#### Stated problem:
Write out the data again exactly, skipping every picture.

#### Exercise inputs:
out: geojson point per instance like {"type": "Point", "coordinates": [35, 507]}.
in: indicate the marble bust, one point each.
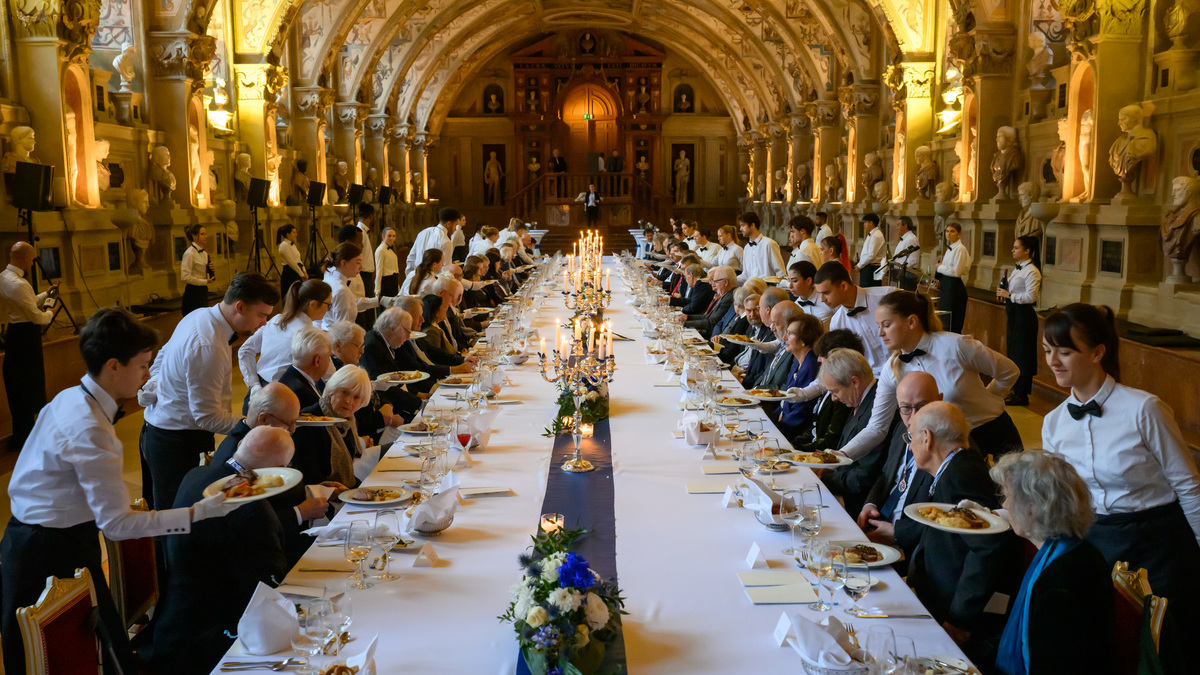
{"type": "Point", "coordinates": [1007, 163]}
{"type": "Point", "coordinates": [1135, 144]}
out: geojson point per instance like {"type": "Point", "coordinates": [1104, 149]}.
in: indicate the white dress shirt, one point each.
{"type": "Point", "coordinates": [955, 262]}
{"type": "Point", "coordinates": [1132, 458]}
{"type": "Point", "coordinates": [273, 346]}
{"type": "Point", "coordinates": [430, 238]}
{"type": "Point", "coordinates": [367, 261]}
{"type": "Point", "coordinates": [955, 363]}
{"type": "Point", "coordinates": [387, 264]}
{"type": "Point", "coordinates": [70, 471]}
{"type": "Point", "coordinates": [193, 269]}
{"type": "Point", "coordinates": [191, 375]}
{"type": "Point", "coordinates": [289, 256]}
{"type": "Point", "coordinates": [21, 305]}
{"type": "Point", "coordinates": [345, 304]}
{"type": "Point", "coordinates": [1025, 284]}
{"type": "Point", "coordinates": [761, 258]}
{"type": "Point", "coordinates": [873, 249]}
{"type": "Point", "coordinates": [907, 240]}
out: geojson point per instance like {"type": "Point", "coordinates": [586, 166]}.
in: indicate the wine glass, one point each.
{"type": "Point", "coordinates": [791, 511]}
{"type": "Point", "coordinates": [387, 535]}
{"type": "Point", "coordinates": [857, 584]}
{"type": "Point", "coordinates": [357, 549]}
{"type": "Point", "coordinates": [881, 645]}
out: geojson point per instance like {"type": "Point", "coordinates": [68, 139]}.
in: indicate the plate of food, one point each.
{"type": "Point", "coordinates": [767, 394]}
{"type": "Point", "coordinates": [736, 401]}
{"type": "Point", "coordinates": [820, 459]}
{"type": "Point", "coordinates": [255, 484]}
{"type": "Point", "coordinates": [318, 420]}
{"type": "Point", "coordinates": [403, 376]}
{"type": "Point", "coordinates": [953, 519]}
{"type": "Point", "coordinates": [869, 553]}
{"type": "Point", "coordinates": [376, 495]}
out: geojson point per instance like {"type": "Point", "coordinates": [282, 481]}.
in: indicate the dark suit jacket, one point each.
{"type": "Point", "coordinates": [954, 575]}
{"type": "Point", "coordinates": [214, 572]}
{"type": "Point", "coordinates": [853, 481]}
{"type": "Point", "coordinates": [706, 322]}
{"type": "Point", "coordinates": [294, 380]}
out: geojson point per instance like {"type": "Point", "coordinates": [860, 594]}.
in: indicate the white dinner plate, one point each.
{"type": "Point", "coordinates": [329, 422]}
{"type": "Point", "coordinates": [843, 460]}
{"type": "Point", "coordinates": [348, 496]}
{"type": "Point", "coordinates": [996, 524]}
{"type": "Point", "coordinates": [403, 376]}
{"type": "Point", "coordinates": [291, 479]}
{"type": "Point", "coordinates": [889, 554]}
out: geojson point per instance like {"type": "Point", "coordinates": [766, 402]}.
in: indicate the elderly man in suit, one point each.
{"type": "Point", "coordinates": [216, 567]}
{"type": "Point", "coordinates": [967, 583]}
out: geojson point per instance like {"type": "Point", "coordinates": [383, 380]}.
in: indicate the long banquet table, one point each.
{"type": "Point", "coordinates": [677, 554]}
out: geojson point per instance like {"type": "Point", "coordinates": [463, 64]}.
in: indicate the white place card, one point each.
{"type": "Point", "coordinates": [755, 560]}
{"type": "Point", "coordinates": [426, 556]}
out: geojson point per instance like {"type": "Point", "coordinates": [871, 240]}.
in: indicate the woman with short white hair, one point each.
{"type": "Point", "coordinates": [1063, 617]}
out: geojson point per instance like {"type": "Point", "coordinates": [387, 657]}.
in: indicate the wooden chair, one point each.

#### Written response:
out: geojson point per instance like {"type": "Point", "coordinates": [35, 507]}.
in: indicate the marble bust, one point each.
{"type": "Point", "coordinates": [1007, 163]}
{"type": "Point", "coordinates": [1135, 144]}
out: geojson point per instance like {"type": "Point", "coordinates": [1104, 149]}.
in: indicate the white dress shirt, one point each.
{"type": "Point", "coordinates": [955, 262]}
{"type": "Point", "coordinates": [1132, 458]}
{"type": "Point", "coordinates": [273, 346]}
{"type": "Point", "coordinates": [430, 238]}
{"type": "Point", "coordinates": [367, 261]}
{"type": "Point", "coordinates": [955, 363]}
{"type": "Point", "coordinates": [387, 264]}
{"type": "Point", "coordinates": [70, 471]}
{"type": "Point", "coordinates": [193, 269]}
{"type": "Point", "coordinates": [191, 375]}
{"type": "Point", "coordinates": [289, 256]}
{"type": "Point", "coordinates": [21, 305]}
{"type": "Point", "coordinates": [345, 304]}
{"type": "Point", "coordinates": [1025, 284]}
{"type": "Point", "coordinates": [761, 258]}
{"type": "Point", "coordinates": [873, 249]}
{"type": "Point", "coordinates": [907, 240]}
out: geojson point per instance like {"type": "Point", "coordinates": [586, 166]}.
in: indicate the wine glass, one point each.
{"type": "Point", "coordinates": [791, 511]}
{"type": "Point", "coordinates": [387, 535]}
{"type": "Point", "coordinates": [857, 584]}
{"type": "Point", "coordinates": [357, 549]}
{"type": "Point", "coordinates": [881, 645]}
out: geojson point per instance like {"type": "Point", "coordinates": [68, 139]}.
in: indicate the plate of food, one point each.
{"type": "Point", "coordinates": [767, 394]}
{"type": "Point", "coordinates": [736, 401]}
{"type": "Point", "coordinates": [820, 459]}
{"type": "Point", "coordinates": [255, 484]}
{"type": "Point", "coordinates": [318, 420]}
{"type": "Point", "coordinates": [403, 376]}
{"type": "Point", "coordinates": [953, 519]}
{"type": "Point", "coordinates": [869, 553]}
{"type": "Point", "coordinates": [376, 495]}
out: geojson point per instance like {"type": "Point", "coordinates": [282, 481]}.
in: indicate the dark suit jacket, one point each.
{"type": "Point", "coordinates": [954, 575]}
{"type": "Point", "coordinates": [214, 572]}
{"type": "Point", "coordinates": [853, 481]}
{"type": "Point", "coordinates": [706, 322]}
{"type": "Point", "coordinates": [294, 380]}
out: geojson point per instance like {"type": "Point", "coordinates": [860, 594]}.
in: indicate the white dinner plate, one point each.
{"type": "Point", "coordinates": [329, 422]}
{"type": "Point", "coordinates": [843, 460]}
{"type": "Point", "coordinates": [348, 496]}
{"type": "Point", "coordinates": [996, 524]}
{"type": "Point", "coordinates": [403, 376]}
{"type": "Point", "coordinates": [291, 479]}
{"type": "Point", "coordinates": [889, 554]}
out: geojson point per instance like {"type": "Point", "coordinates": [766, 402]}.
in: indicate the elderly man in suit, one point each.
{"type": "Point", "coordinates": [216, 567]}
{"type": "Point", "coordinates": [967, 583]}
out: geojson point per instance like {"type": "Point", "coordinates": [383, 380]}.
in: indicate the long banquet table, one point each.
{"type": "Point", "coordinates": [677, 554]}
out: geojson point per instance like {"type": "Point", "coordinates": [463, 64]}.
in: indicate the white place card, one point each.
{"type": "Point", "coordinates": [755, 560]}
{"type": "Point", "coordinates": [426, 556]}
out: geojson point per instance like {"type": "Point", "coordinates": [871, 240]}.
in: indicate the woman with short white hair, one point each.
{"type": "Point", "coordinates": [1063, 617]}
out: geojson point per instance like {"type": "Point", "coordinates": [387, 657]}.
in: indicate the wooden chair, one point each.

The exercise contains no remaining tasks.